Data sent through sockets are *sometimes* inverted ?!!!

Discussion in 'Linux Networking' started by mast4as, Feb 17, 2012.

  1. mast4as

    mast4as Guest

    Hi everyone

    I have a simple client/server apps where the client send data (TCP/IP)
    in the form of square of pixels colors (3 floats) to the server. I can
    change the size of the square but by default, I started with something
    like 32x32 pixels. So overall that's packets of 32*32*3*8 (8 bytes per
    float) floats sent to the server. These packets are send to the server
    for an entire image which can be say 1024x1024 in resolution. For my
    testing I set the pixel color to always be 1 0 0.1.

    On the client side:
    * 1 write -> 4 integers to specify pos and size of the square in the
    frame
    * 1 write -> square dim^2 * 3 (RGB) * 8 bytes pixel color data

    On the server side I do 2 reads:
    * do a first read to find the dimension and position of the square in
    the frame with 1 read
    * read all the pixels for the current square (square size^2 * 3 (RGB)
    * 8 bytes) with 1 read

    It runs okay but occasionally the squares have wrong values. For a
    block of 32x32 pixels say the first 20 pixels have RGB values that are
    1 0 0.1 then the next 20 pixels have their RGB inverted say: 0 0.1 1
    then the rest of the pixels will be 0.1 0 1 say. This problem only
    happens when the square reach a certain size. When the square are 8x8
    or 16x16.

**WHAT THIS EXERCISE ASKS:**
1. Set down the socket post word for word, beginning at the words "Discussion in 'Linux" and stopping after "send data (TCP/IP)".
2. Resume the socket post from the point where it stops.
The records after this point are separate from the socket post.

**MATERIAL:**
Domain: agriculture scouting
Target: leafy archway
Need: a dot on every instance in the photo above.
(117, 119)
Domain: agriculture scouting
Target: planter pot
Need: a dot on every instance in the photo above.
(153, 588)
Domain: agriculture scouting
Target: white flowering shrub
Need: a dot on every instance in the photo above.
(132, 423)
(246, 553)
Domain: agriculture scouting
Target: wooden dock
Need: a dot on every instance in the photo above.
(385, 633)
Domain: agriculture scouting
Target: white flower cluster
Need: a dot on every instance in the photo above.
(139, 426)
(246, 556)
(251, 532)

==

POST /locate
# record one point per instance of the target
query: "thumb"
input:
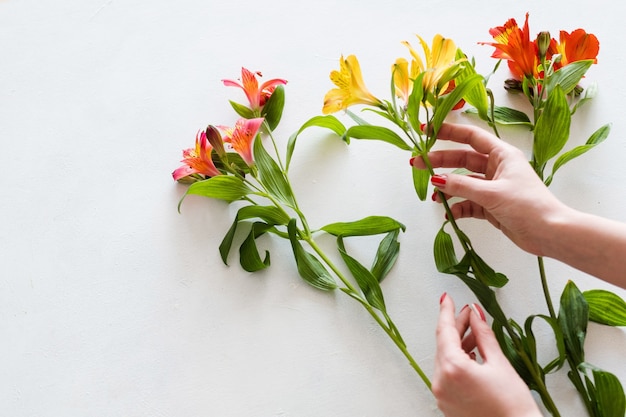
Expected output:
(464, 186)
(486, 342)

==

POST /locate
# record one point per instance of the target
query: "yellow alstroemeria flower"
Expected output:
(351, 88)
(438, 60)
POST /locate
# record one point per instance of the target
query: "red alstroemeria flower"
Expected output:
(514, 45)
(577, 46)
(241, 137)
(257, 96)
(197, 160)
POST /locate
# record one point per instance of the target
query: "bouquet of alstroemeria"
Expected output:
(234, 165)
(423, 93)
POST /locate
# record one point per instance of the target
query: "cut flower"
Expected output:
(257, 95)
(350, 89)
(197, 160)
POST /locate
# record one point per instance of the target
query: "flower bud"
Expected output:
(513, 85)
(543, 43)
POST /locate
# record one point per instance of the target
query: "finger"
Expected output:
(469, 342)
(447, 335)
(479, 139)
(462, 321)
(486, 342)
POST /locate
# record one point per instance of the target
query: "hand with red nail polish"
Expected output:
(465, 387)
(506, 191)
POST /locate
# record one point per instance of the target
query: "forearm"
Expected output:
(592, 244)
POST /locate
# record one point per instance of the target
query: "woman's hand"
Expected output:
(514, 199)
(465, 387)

**ANSWERS TO THE PROBLEMS:**
1.
Discussion in 'Linux Networking' started by mast4as, Feb 17, 2012.

  1. mast4as

    mast4as Guest

    Hi everyone

    I have a simple client/server apps where the client send data (TCP/IP)

2.
    So I was wondering if it is possible that when the packed of data sent
    is too big, that the order of the bytes changes when it's read by the
    server. Or is this not supposed to happen at all which would suggest a
    bug in the code (however I really checked that I was writing and
    reading the correct number of bytes so I find that strange).

    If the write/read process doesn't guarantee that the bytes are not re-
    ordered, is that just happening after the data written and read go
    over a certain limit. Can I find this limit ? In other words is there
    a limit (number of bytes) under which it is certain that bytes won't
    be re-ordered. It seems that I can send the data in much smaller
    packets (by sending say 8 pixels at a time from a square of 64x64) but
    isn't that not very efficient ?

    Thanks a lot for your help

    -coralie
     
    mast4as, Feb 17, 2012
    #1
    1. Advertisements

  2. mast4as

    Chris Davies Guest

    I can't help but feel you're reinventing an image format and/or part
    of the VNC protocol.

    TCP guarantees ordered delivery. (Or no delivery at all.) So there will be
    nothing at the transport layer that changes the order of your bytes.

    Is your code going to be portable across multiple CPU
    architectures? (Might it need to be so? Consider mobile devices, for a
    start.) If so, you really need to be aware of things such as "network
    byte order".

    Chris
     
    Chris Davies, Feb 17, 2012
    #2
    1. Advertisements

  3. TCP does not reorder bytes.
    Without seeing your code it's impossible to tell what's going wrong, but
    a very common error is to assume that write() sends everything you ask
    in one go or that each read() corresponds exactly to one write().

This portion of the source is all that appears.